Brief: Lines before the one containing "for every instance of the player's" are excluded; retype that line and all remaining lines of the material exactly.

────────────────

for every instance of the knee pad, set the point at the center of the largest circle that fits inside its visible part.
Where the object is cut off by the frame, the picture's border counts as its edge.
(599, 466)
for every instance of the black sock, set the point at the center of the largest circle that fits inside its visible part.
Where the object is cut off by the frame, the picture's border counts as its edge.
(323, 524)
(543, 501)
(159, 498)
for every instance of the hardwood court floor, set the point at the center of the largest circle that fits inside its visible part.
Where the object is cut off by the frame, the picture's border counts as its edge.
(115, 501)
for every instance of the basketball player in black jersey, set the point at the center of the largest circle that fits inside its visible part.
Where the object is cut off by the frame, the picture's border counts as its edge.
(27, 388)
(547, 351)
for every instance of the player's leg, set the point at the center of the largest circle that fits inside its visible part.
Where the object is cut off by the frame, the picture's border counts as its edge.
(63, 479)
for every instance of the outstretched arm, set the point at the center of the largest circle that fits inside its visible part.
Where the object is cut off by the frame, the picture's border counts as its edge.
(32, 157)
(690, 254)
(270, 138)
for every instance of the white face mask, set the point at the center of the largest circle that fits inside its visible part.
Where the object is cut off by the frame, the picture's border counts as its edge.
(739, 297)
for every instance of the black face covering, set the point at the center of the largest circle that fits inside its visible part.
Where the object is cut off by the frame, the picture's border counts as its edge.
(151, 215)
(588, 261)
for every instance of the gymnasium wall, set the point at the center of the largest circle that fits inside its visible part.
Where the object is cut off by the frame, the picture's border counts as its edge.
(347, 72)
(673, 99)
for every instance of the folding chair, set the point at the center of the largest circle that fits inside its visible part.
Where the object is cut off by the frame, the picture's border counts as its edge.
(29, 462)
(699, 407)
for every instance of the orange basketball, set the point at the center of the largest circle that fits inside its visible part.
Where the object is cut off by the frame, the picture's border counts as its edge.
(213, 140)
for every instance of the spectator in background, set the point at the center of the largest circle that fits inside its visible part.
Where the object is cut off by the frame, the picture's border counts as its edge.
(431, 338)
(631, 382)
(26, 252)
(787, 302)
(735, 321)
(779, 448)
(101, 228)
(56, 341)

────────────────

Answer below:
for every instance of the player's leg, set the point at the center of the largest circle that fits inside its visible part.
Where the object is cut off by the frame, the picture's border counts as its edge.
(63, 479)
for every instance of the outstretched arm, set the point at the center of the largest circle that fits inside its visible part.
Where the object is cut off by the frame, the picture's border counts as its edge.
(32, 157)
(690, 254)
(270, 138)
for every instance of the white face mask, set the point at the center of the largest circle that fits inside its visible part.
Where the object is cut off by the frame, the picture's border counts as its edge.
(739, 297)
for every instance of the black face covering, set the point at the center of the largest circle that fits inside its visible part.
Where the object is cut off by the frame, the picture's border counts as its edge.
(151, 215)
(588, 261)
for every instance of the gymnasium wall, set the point at the center of the largest circle that fits inside its visible part.
Where the object is cut off by the frame, the picture's border counts as its edge.
(347, 72)
(673, 99)
for every instance of the folding chair, set the point at the center of the largest circle that fits inside its visible part.
Where the object is cut off by the frame, the picture's border counts as its edge.
(29, 462)
(699, 407)
for every instance of the orange basketball, set the point at the center of the largest circle that fits inside its visible part.
Where the object is cut off by the frame, the picture's border counts as its edge.
(213, 140)
for every instance of the spectator in background, set the point at the center of the largest circle that fits inside its visible part.
Where the object is cut off by the frame, the picture's border counts as its edge.
(431, 338)
(631, 382)
(26, 252)
(787, 302)
(735, 321)
(779, 448)
(101, 228)
(56, 341)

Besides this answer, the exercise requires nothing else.